§ **Source document**:
..........
Town Enters Agreement with Lodestar Energy

Developer to build solar filed on town farm

by Wiley Wood

The town-owned land around Norfolk’s transfer station has been lying unused since garbage stopped being dumped there in about 1990 and the landfill was covered over. Various plans for the resulting brownfield have been proposed in the decades since.

On Sept. 1, First Selectman Matt Riiska announced that the town had entered into an agreement with Lodestar Energy, an Avon-based developer of renewable energy projects, to build a solar field on the town farm.

The array of ground-mounted solar photovoltaic panels will occupy eight to 10 acres and generate three to four megawatts of electricity.

The town will lease the land to Lodestar, which will own and operate the equipment and sell the generated energy to Eversource. A portion of that revenue will go to Norfolk.

Lodestar will also pay the town a fee in lieu of taxes, scaled to the value of its equipment. 

“It’s not a lot of money,” says Riiska, describing the total annual returns to the town. “Maybe $42,000 a year.” The town will also receive a reduced rate for the power consumption at its two facilities with the highest electricity use, Botelle School and the town garage.
..........
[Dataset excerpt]
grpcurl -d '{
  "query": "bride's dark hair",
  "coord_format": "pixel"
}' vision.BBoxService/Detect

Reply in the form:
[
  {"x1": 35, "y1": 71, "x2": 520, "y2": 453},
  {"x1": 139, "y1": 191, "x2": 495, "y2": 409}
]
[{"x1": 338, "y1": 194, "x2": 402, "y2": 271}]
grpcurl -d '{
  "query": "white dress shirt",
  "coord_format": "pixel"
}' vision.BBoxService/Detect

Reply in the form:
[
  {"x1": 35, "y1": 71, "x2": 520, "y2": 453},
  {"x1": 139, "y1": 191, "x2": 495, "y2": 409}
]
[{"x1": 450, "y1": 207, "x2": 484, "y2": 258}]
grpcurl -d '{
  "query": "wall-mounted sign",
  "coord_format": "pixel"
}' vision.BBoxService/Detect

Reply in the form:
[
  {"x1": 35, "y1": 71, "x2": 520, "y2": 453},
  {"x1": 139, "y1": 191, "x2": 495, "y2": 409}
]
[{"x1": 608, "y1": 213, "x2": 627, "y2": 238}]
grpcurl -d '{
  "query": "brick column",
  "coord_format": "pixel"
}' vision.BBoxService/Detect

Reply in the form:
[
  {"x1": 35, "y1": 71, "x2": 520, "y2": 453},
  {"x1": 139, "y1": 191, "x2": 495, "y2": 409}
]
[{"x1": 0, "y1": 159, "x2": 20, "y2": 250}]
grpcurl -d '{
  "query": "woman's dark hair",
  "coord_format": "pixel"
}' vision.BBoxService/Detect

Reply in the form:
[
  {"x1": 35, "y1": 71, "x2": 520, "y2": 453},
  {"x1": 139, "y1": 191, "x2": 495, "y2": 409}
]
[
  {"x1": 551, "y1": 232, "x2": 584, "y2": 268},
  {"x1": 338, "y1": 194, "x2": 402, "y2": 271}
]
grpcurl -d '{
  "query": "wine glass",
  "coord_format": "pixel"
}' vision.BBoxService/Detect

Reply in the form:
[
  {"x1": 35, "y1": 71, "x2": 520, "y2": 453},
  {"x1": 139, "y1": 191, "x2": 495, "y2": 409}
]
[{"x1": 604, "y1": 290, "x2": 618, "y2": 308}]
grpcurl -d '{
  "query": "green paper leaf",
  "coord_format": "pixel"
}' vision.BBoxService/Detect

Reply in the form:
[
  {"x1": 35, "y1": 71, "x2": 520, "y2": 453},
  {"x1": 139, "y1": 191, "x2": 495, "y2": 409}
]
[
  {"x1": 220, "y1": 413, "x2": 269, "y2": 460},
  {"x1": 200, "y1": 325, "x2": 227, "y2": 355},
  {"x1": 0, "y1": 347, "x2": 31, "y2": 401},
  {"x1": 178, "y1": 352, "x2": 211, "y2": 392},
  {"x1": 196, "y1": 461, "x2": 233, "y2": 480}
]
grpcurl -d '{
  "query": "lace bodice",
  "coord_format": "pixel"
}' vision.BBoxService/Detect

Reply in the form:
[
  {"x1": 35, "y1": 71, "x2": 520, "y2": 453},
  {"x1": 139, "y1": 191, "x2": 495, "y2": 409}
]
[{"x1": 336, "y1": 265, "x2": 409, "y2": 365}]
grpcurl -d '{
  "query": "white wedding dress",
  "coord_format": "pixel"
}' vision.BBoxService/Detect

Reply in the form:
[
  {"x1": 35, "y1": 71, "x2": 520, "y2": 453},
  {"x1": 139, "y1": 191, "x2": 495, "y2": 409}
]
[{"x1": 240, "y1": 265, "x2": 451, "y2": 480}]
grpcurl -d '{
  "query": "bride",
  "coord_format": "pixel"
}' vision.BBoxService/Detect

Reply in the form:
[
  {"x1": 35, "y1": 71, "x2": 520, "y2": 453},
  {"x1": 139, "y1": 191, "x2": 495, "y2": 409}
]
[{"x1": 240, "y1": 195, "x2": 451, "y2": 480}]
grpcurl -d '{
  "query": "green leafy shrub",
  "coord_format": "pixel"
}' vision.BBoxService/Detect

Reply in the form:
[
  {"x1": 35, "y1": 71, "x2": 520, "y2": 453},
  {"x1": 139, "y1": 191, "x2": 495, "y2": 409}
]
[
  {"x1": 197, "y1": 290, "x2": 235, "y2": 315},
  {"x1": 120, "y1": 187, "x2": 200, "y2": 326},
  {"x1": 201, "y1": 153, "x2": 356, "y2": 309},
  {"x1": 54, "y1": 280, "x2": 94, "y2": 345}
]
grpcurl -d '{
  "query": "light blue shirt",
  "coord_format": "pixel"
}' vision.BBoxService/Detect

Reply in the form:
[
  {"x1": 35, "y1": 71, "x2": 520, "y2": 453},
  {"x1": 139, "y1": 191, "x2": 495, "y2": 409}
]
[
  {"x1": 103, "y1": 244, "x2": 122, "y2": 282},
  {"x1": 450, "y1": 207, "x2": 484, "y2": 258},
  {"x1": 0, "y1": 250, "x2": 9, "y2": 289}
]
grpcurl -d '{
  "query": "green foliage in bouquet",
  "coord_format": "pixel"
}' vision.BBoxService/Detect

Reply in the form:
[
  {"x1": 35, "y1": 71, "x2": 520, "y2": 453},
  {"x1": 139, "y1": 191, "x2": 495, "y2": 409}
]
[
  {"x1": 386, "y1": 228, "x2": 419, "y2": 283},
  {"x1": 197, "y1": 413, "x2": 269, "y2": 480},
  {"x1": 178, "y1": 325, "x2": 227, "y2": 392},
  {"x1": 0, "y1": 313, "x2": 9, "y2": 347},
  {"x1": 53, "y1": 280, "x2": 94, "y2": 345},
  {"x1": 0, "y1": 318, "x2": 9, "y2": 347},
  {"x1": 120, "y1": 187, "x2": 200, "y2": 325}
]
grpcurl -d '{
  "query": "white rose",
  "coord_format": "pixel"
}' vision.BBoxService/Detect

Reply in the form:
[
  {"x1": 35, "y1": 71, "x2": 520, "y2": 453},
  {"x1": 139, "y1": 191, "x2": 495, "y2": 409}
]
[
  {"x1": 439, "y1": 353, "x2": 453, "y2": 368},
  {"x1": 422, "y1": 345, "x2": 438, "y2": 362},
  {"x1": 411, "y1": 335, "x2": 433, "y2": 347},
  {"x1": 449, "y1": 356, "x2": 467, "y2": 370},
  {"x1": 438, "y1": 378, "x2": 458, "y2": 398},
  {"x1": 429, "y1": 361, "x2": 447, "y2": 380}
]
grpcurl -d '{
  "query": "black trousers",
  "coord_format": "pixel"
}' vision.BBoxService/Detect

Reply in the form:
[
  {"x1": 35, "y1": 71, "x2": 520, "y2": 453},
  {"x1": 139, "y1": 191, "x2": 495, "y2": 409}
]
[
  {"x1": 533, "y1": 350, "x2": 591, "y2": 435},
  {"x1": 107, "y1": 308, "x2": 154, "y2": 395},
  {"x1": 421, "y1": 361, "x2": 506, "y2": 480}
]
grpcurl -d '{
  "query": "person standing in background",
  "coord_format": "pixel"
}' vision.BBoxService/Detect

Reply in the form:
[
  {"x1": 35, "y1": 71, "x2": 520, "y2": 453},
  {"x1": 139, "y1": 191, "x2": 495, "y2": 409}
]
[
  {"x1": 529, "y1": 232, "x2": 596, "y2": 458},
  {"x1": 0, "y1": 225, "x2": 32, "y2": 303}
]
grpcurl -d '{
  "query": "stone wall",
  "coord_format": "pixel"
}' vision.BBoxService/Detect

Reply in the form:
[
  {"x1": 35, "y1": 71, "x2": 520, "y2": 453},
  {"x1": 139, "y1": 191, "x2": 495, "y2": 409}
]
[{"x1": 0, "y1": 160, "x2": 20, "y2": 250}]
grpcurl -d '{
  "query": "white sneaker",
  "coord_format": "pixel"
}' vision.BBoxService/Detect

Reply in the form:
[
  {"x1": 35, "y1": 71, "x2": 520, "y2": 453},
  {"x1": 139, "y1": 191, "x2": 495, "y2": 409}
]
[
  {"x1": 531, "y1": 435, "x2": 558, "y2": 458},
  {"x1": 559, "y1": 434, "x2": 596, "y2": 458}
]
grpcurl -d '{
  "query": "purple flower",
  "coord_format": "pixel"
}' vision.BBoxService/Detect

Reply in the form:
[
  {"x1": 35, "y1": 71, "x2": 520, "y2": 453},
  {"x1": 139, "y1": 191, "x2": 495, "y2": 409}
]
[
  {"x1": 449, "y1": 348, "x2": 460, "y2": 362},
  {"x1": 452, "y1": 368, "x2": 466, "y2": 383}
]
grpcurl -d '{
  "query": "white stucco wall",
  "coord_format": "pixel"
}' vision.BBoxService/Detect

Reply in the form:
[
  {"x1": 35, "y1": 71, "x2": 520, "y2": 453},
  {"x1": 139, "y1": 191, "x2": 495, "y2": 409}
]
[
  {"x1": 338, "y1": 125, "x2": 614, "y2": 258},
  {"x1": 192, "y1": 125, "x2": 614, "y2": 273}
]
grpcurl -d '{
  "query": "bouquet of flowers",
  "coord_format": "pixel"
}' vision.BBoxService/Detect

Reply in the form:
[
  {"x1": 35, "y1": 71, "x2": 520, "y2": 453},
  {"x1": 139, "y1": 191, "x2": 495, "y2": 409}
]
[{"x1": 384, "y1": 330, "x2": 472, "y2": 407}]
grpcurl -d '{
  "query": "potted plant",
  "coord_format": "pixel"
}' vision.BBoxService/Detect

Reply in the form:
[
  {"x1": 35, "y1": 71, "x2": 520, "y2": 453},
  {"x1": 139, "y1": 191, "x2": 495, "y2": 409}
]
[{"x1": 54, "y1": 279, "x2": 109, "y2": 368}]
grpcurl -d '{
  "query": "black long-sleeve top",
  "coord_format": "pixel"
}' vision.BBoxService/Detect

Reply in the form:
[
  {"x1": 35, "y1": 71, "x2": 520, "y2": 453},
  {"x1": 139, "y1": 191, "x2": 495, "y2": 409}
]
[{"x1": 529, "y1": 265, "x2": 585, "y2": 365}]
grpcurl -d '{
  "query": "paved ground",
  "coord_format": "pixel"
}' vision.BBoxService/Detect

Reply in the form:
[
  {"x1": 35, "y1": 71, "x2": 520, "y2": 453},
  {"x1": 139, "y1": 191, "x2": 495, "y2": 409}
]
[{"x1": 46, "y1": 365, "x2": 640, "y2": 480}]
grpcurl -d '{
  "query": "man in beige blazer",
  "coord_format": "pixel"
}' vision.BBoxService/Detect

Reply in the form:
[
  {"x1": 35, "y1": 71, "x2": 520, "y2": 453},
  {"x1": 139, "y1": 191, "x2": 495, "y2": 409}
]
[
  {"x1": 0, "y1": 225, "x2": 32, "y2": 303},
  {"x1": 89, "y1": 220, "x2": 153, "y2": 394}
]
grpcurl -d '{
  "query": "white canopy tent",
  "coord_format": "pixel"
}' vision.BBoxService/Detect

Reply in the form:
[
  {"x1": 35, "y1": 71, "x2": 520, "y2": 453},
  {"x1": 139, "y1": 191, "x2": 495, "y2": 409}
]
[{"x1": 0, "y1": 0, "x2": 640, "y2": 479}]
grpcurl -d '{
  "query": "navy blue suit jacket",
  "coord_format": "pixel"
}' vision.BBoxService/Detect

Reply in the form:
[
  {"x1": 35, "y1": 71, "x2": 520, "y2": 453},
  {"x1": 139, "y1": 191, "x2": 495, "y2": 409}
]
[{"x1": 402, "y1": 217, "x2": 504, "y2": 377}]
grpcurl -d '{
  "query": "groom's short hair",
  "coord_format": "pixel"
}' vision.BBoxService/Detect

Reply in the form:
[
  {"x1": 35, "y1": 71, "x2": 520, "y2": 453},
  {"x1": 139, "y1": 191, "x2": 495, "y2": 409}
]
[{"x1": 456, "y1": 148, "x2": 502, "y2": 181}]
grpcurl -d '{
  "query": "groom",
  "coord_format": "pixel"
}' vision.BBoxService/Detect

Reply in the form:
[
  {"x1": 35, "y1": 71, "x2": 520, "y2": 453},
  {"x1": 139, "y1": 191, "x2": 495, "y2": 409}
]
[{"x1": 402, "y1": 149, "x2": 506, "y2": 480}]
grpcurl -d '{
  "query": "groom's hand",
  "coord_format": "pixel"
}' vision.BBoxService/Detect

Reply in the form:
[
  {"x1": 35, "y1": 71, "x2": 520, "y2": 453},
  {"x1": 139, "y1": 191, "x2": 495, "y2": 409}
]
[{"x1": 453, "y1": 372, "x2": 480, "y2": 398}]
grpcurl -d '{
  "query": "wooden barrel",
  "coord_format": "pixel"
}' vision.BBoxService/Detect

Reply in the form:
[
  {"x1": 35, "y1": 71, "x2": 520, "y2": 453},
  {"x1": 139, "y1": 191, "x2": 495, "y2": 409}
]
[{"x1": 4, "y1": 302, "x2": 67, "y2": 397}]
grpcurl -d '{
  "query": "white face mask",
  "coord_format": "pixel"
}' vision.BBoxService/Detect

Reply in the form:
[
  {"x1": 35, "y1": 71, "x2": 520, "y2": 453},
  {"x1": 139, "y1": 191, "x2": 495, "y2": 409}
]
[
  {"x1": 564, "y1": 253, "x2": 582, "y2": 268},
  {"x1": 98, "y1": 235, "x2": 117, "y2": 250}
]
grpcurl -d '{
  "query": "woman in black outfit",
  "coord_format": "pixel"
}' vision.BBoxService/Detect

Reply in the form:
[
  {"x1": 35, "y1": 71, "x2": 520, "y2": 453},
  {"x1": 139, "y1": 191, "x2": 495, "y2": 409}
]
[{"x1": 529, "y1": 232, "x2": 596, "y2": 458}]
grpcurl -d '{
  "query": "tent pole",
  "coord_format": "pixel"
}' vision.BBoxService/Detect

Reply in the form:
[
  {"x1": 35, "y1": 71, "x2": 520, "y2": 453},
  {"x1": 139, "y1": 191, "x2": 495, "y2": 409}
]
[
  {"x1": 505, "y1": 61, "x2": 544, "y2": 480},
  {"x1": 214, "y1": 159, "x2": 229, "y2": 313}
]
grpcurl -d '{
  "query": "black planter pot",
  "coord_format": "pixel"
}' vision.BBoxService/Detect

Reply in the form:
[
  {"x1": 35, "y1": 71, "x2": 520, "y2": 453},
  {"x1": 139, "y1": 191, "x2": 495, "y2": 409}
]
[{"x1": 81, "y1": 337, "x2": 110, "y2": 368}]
..........
§ **Task**: Print the portion of the solar agreement article starting with "The town-owned land" and going on through "the town farm.". Work only from the article about the solar agreement; the data is not needed here.

§ **Written reply**:
The town-owned land around Norfolk’s transfer station has been lying unused since garbage stopped being dumped there in about 1990 and the landfill was covered over. Various plans for the resulting brownfield have been proposed in the decades since.

On Sept. 1, First Selectman Matt Riiska announced that the town had entered into an agreement with Lodestar Energy, an Avon-based developer of renewable energy projects, to build a solar field on the town farm.